* DATA IN THIS EXERCISE
[Start of Attachment]

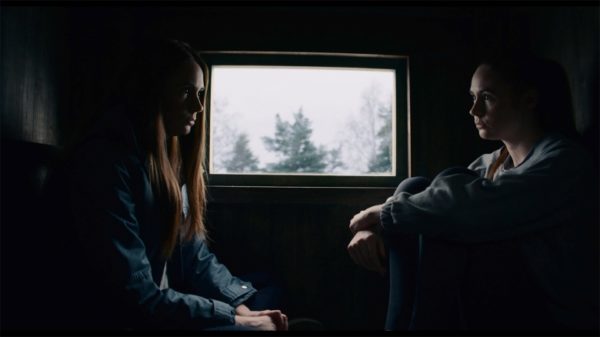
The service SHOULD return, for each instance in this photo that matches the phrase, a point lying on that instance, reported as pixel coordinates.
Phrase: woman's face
(497, 111)
(182, 100)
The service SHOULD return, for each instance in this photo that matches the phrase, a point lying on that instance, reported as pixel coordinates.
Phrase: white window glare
(302, 120)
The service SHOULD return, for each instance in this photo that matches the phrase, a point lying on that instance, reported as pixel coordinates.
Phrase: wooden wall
(300, 233)
(33, 76)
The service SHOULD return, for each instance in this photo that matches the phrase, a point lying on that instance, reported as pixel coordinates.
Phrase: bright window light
(298, 120)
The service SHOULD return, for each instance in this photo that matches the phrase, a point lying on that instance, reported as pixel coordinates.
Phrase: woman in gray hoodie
(511, 242)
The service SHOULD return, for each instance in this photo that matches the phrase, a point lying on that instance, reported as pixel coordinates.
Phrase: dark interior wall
(570, 36)
(31, 80)
(299, 233)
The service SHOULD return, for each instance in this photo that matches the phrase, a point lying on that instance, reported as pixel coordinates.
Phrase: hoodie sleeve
(547, 190)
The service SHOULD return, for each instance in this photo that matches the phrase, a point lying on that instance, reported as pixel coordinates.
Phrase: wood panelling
(303, 240)
(32, 46)
(58, 64)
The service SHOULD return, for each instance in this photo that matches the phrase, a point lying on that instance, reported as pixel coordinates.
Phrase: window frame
(399, 63)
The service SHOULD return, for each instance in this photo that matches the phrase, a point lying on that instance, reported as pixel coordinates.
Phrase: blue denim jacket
(118, 222)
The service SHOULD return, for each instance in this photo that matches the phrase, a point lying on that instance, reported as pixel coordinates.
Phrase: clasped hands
(271, 320)
(366, 247)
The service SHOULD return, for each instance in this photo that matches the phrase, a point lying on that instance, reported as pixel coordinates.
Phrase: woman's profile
(130, 203)
(511, 242)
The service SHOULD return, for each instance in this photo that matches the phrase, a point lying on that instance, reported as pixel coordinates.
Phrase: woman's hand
(264, 323)
(368, 251)
(258, 319)
(366, 219)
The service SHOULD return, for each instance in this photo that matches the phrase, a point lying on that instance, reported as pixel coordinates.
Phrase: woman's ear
(529, 99)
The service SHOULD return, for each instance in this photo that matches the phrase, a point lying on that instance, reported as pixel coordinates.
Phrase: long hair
(171, 160)
(554, 108)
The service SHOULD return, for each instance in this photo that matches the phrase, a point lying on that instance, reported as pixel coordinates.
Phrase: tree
(367, 136)
(294, 147)
(241, 158)
(382, 162)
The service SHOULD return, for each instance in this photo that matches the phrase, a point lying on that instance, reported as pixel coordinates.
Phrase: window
(307, 119)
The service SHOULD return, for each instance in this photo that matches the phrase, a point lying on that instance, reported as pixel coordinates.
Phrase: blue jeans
(423, 274)
(268, 296)
(437, 284)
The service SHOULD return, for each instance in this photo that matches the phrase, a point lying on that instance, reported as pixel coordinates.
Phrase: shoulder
(112, 146)
(483, 162)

[End of Attachment]

The expected answer is the lines from the one containing "Phrase: blue jeans" through the end of the material, reproduced exactly with both ends kept.

Phrase: blue jeans
(423, 274)
(268, 296)
(437, 284)
The service SHOULD return, for each instance in this photo that matches the phrase, a point lying on that instance, reported as pixel coordinates.
Phrase: shoulder
(112, 146)
(483, 162)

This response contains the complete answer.